───── Dataset records
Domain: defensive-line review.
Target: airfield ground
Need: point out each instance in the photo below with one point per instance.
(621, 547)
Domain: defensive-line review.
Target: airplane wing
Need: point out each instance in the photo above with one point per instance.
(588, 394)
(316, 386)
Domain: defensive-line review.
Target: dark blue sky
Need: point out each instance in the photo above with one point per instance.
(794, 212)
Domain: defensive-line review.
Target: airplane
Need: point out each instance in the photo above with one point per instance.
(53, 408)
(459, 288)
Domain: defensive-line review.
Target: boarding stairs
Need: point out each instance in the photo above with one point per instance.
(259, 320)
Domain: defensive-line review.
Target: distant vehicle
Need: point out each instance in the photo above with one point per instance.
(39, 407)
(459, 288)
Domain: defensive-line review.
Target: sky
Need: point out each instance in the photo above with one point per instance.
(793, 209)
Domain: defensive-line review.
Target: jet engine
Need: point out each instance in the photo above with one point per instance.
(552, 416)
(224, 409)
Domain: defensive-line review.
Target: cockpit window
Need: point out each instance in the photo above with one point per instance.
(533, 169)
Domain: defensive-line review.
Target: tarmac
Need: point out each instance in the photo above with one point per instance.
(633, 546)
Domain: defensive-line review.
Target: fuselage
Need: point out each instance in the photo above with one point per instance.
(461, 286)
──────────
───── Dataset records
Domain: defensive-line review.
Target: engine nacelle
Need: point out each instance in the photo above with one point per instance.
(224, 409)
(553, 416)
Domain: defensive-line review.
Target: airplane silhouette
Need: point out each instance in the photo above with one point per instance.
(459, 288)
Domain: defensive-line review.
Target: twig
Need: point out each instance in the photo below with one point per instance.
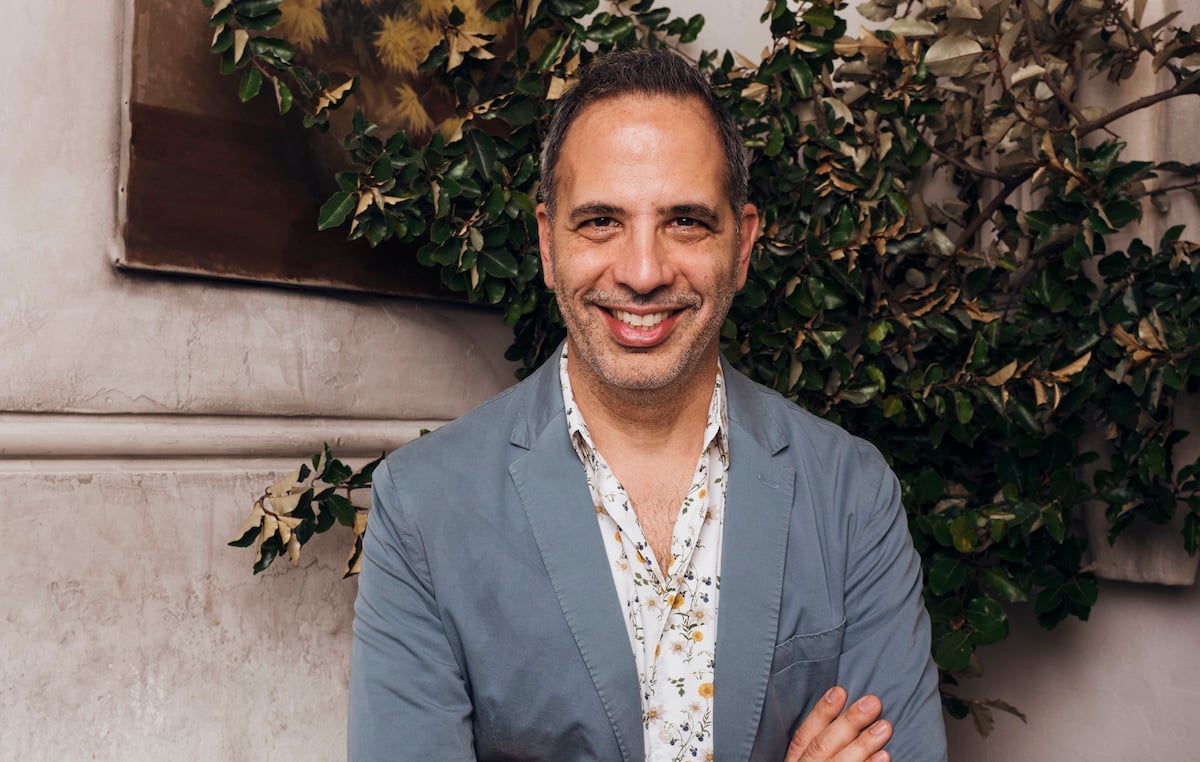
──────────
───── Dataset records
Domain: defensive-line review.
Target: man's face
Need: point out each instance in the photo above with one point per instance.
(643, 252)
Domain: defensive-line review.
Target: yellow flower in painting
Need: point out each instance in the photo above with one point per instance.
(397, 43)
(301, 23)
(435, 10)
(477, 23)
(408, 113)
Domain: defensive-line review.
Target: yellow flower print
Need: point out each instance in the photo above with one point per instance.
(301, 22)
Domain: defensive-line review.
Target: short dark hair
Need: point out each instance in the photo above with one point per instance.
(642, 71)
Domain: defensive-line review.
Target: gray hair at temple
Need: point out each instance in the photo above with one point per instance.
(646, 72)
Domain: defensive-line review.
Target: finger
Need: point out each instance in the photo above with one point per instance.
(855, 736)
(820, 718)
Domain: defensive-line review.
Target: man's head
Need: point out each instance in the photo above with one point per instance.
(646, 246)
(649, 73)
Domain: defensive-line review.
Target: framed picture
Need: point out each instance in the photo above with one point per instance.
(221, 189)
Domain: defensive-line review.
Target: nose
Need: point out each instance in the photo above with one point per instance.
──────────
(What you have to do) Where a line of the entries above holds the word "airplane", return that line.

(Completed task)
Target: airplane wing
Target: airplane
Target: airplane silhouette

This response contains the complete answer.